[overlord-issues] [JBoss JIRA] (ARTIF-683) Switch to RDBMS, JPA (Hibernate), Hibernate Search, and Hibernate 2nd Level Cache as the default persistence solution

Tuesday, 12 May 2015

    [
https://issues.jboss.org/browse/ARTIF-683?page=com.atlassian.jira.plugin....
] 

Brett Meyer commented on ARTIF-683:
-----------------------------------

[~hxp], I should clarify: this isn't *replacing* the JCR plugin.  For the time being,
we'll continue to support that and you'll be able to continue using it.  However,
this new setup will be the new *default*.

I'm obviously biased (I'm a committer and one of the core devs of Hibernate ORM),
but this new setup has been a long time coming and has a large amount of benefits:

- Horizontal scaling: Several potential users have brought up their typical
enterprise-level use cases, and they all involved primary artifacts on the order of *one
million*.  Once derivation kicks in, that could look more like a hundred million, maybe
more.  I had a lot of concerns about JCR's ability to handle queries with that much
data.  RDBMS + proper indexing + in-mem caching has a proven track record...

### ENTRIES SHOWN
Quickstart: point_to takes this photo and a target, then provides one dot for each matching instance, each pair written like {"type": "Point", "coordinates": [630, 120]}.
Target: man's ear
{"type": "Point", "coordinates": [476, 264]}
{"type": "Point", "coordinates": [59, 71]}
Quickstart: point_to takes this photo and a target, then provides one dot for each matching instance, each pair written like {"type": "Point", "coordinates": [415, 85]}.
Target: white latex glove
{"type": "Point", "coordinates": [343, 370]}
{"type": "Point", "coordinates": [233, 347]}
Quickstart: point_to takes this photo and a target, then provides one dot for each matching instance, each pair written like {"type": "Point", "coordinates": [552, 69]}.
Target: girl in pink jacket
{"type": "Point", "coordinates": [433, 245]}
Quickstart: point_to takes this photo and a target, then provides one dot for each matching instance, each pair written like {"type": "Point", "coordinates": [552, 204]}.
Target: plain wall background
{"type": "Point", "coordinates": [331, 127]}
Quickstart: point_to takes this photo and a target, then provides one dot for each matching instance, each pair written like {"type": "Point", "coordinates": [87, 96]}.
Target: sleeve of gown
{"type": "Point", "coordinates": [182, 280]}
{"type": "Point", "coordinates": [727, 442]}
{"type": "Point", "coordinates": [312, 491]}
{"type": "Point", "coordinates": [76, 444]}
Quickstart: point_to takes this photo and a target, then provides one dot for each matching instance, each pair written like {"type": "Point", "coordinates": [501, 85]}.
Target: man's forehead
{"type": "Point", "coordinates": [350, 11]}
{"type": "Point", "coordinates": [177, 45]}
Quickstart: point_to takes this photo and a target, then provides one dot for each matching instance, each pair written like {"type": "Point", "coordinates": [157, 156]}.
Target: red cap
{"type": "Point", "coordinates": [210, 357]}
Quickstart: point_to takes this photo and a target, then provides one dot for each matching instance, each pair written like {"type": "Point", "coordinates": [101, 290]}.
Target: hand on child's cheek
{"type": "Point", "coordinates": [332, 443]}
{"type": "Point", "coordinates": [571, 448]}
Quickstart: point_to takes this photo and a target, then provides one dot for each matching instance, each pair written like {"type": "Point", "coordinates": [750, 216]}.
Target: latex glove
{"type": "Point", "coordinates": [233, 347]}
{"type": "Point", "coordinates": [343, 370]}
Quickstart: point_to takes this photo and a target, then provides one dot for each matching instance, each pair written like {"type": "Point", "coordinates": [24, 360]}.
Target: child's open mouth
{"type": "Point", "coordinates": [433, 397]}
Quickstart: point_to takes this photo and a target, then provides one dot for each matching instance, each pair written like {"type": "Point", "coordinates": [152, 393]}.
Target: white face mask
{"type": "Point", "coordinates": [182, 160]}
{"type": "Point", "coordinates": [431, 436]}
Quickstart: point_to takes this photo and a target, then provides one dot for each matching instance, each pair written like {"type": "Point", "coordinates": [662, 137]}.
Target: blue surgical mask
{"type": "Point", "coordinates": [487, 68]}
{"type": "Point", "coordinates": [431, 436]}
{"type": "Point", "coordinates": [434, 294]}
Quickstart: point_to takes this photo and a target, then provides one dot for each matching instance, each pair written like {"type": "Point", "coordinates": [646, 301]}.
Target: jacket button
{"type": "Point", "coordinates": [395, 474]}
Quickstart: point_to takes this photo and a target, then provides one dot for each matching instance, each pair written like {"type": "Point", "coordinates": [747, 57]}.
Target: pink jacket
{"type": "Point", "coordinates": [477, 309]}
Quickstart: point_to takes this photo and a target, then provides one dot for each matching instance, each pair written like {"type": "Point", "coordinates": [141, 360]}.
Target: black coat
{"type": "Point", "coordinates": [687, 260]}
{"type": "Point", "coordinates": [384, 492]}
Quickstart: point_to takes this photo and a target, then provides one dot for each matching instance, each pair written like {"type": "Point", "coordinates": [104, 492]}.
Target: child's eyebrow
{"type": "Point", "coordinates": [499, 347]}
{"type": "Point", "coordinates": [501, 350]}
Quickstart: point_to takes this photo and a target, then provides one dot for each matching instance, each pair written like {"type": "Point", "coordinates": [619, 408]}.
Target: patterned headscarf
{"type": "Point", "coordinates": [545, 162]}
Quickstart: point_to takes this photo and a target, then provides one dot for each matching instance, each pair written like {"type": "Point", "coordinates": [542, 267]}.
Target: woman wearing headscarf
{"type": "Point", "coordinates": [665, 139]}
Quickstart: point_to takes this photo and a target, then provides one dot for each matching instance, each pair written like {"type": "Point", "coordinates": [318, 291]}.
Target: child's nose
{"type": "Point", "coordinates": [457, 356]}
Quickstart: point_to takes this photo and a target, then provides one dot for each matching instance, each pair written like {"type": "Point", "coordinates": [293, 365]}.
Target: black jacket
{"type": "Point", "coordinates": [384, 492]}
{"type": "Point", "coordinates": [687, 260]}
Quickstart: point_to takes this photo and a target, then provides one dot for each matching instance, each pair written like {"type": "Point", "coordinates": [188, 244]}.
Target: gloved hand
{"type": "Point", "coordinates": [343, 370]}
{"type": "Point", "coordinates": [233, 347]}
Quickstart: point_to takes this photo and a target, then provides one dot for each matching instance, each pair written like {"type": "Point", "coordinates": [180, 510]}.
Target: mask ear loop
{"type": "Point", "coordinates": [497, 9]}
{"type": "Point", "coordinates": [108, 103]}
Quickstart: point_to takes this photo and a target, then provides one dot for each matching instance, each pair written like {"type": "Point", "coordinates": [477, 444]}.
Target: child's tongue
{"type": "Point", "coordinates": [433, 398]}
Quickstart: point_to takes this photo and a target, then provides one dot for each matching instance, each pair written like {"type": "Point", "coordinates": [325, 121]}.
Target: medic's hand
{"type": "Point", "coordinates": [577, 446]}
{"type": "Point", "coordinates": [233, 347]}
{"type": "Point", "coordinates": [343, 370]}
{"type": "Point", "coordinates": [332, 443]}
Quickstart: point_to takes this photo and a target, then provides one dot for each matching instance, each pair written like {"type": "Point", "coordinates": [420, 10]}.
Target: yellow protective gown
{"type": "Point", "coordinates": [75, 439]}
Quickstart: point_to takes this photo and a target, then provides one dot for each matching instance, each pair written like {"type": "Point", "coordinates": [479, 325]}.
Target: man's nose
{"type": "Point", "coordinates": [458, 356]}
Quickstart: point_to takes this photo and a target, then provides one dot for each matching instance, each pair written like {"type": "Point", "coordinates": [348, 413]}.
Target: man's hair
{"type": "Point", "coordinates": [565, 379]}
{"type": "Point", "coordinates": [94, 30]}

### TASK GOAL
Set down everything from "I'm obviously biased" down to "proven track record..." in the JIRA comment above, without changing a word.

### SOLUTION FOR THIS EXERCISE
I'm obviously biased (I'm a committer and one of the core devs of Hibernate ORM),
but this new setup has been a long time coming and has a large amount of benefits:

- Horizontal scaling: Several potential users have brought up their typical
enterprise-level use cases, and they all involved primary artifacts on the order of *one
million*.  Once derivation kicks in, that could look more like a hundred million, maybe
more.  I had a lot of concerns about JCR's ability to handle queries with that much
data.  RDBMS + proper indexing + in-mem caching has a proven track record...